### TESTO IN ESAME
^^^^

Più umana e più triste è l'esistenza del fratellastro Bubu. Anziano, vive con un vegliardo domestico nel suo fatiscente teatro appartenuto alla sua famiglia. Ora è solo polvere, totalmente diroccato; la sua grandezza, il suo antiquato fascino è scomparso.
Raja è il figlio del domestico di Bubu. È coinvolto in una frode finanziaria. Per conto di un faccendiere, il quale utilizza programmi televisivi per promuovere investimenti fasulli, Raja raccoglie denaro da avidi borghesi o artigiani smaniosi di speculare con i risparmi.
C'è poi il riapparire di un giovanile amore di Ela. È un costruttore costretto a sfidare la criminalità nella sua attività.
Nella scena iniziale ci sono delle grandi schegge rosso brillanti su sfondo interamente nero. È un fuoco immenso. La camera riprende dall'alto Ela, il marito e il loro cane. Tornano dal funerale della bambina. Sono affranti dal dolore, la donna chiude a chiave la porta della sua stanza e piange. C'è una fotografia della ragazzina morta. Il fuoco sono le fiamme della pira funeraria.
Il leitmotiv della storia sono le case, quelle vecchie e quelle nuove. Questo soggetto ha un collegamento con la prima pellicola di Aditya Vikram Sengupta, Asha Jaoar Majhe – Labour of Love.
Per Ela è urgente abbandonare l'attuale abitazione, troppi brutti ricordi e un amore finito. Ma le case hanno un costo esorbitante e avere un finanziamento è difficile, sia a Calcutta, sia nel resto del mondo. È d'accordo anche il regista:
“Il film, tuttavia, è ambientato sì a Calcutta ma la storia si rifà a un fenomeno globale.” (4)
È un fenomeno globale ma in Calcutta tutto è più accentuato, poetico, Tagore avrebbe detto “strano”. La metropoli è la principale protagonista, è il teatro abbandonato dalle miserie della vita; in questo Calcutta è una città magnetica. Abitarci non è facile, e le estenuanti avventure di Ela, ne sono la prova. La passione di viverci è una: “complex love-hate relationship”. (5)
Le metropoli del mondo stanno cambiando inesorabilmente. Le classi elevati le stanno modificando impiegando due sistemi. Il primo alzando le misure di sicurezza nelle proprie aree. Vogliono essere distanti e protetti da chi è rimasto indietro socialmente ed economicamente, essi sono ritenuti pericolosi. Il secondo è creare attorno alle loro fortezze, una moderna efficiente organizzazione di contatto, evoluto e globale, con persone simili posizionate in tutto il mondo. Lo stesso accade a Calcutta. La città accresce le differenze. Il filosofo Zygmunt Bauman, in Amore liquido (Edizioni Laterza, Bari, 25° edizione, 2020), definisce sinteticamente ed efficacemente questa evoluzione:
“La secessione della nuova élite globale dal suo passato coinvolgimento con il populus locale e il crescente divario tra gli spazi vitali/vissuti di chi si è staccato e quelli di chi è rimasto indietro è la più significativa delle svolte sociali, culturali e politiche associate al passaggio dalla fase «solida» a quella «liquida» della modernità.” (Pag. 137)

^^^^

### RIGHE ELENCATE
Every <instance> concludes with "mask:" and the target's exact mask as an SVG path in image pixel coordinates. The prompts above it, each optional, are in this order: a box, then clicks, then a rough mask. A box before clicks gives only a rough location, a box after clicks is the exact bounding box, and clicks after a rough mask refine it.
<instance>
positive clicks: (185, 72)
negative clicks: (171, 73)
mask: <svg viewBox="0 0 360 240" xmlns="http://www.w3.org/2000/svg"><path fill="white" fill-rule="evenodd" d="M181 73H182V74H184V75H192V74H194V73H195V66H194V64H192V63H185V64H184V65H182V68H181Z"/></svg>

^^^^

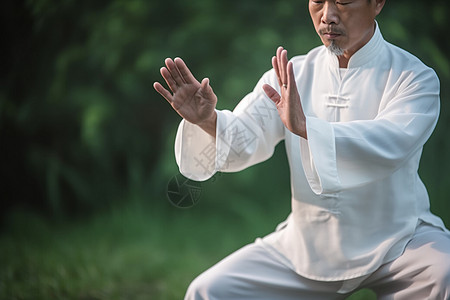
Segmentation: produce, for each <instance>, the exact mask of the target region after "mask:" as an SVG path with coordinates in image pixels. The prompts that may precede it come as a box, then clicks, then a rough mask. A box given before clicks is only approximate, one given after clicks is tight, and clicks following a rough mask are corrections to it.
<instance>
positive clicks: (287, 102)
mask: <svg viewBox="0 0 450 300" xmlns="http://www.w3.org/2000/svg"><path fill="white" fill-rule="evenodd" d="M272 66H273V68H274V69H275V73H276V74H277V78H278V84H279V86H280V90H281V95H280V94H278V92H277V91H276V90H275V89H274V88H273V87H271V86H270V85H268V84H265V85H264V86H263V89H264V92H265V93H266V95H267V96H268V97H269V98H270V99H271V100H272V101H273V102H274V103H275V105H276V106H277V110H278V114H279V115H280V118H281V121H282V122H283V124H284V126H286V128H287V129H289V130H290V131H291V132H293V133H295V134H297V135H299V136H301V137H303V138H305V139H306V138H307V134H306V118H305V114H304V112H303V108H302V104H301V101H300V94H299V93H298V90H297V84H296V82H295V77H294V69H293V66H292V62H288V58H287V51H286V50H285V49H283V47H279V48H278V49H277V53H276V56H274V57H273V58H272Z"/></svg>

^^^^

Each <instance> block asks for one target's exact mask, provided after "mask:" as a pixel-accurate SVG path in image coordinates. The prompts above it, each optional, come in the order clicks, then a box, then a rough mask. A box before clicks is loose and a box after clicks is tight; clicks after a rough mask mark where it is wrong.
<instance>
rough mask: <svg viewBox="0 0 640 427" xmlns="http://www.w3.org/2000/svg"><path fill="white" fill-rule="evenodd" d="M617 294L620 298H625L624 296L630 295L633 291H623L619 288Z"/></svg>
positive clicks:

^^^^

### COMPITI DA SVOLGERE
**1.** Copia dal testo sul film la parte che si apre con le parole "Nella scena iniziale" e si chiude con "della pira funeraria.".
**2.** Elenca tutte le persone chiamate per nome nel testo sul film.
**3.** Riprendi il testo sul film dal punto in cui si ferma e portalo avanti.
Le righe non servono a nulla in questo lavoro.

### RISPOSTE PER NUMERO
**1.**
Nella scena iniziale ci sono delle grandi schegge rosso brillanti su sfondo interamente nero. È un fuoco immenso. La camera riprende dall'alto Ela, il marito e il loro cane. Tornano dal funerale della bambina. Sono affranti dal dolore, la donna chiude a chiave la porta della sua stanza e piange. C'è una fotografia della ragazzina morta. Il fuoco sono le fiamme della pira funeraria.

**2.** Bubu, Raja, Ela, Aditya Vikram Sengupta, Tagore, Zygmunt Bauman

**3.**
Il regista ha la medesima idea, infatti, anch'esso descrive una città liquida. Calcutta non è più la solida città di Tagore. Calcutta è gremita di gente. Vivono, lavorano, si amano, si lasciano, muoiono insieme ma da perfetti estranei. Il concetto liquido della città è sottolineato dall'autore:
“The core of the city isn’t made of physical spaces but of people. That’s what I wanted to explore – the city and its various layers though the people. This is something I have been feeling for the past few years – the core of the city is kind of emptying out slowly. A lot of it has to do with globalisation and a booming information technology industry. There doesn’t appear to be a sense of great discovery, and getting to know people nowadays requires great emotional investment.” (6)
Calcutta per Aditya Vikram Sengupta è una città liquida. Filma la dissomiglianza fra le due tipologie con l'inquadratura di una serie di busti di Tagore. È una figura imponente con barba e capelli folti, i quali però si mischiano al sangue. La Calcutta sognata è finita, ora è diventata una città liquida.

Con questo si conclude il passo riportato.